[EXERCISE INPUT]
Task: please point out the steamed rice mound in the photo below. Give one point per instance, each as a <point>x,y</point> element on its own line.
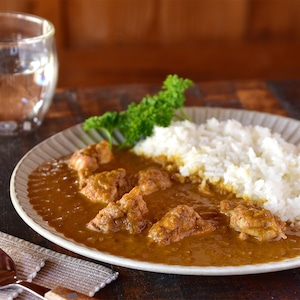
<point>250,161</point>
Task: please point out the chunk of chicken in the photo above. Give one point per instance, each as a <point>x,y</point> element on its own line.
<point>151,180</point>
<point>107,186</point>
<point>128,213</point>
<point>178,223</point>
<point>252,221</point>
<point>85,161</point>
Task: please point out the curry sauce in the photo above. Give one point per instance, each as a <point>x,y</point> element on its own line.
<point>54,193</point>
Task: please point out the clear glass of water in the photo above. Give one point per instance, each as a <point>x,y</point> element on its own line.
<point>28,71</point>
[/EXERCISE INPUT]
PROBLEM STATEMENT — Exactly as written above, print every line of the data but not its pictures.

EXERCISE OUTPUT —
Task: please point out the steamed rice mound in the photo below. Give one point per instance, each as a <point>x,y</point> element on its own line.
<point>250,161</point>
Task: please point out the chunk of chicken in the photo above. Give one point per instance, each as a <point>x,y</point> element on its own line.
<point>151,180</point>
<point>107,186</point>
<point>128,213</point>
<point>178,223</point>
<point>252,221</point>
<point>85,161</point>
Task: please point out the curry sauce in the photo above. Give one point per instance, each as a <point>x,y</point> element on its own line.
<point>54,193</point>
Task: please point out the clear glass of water in the photo above. Give one point per instance, each as a <point>x,y</point> element on its own line.
<point>28,71</point>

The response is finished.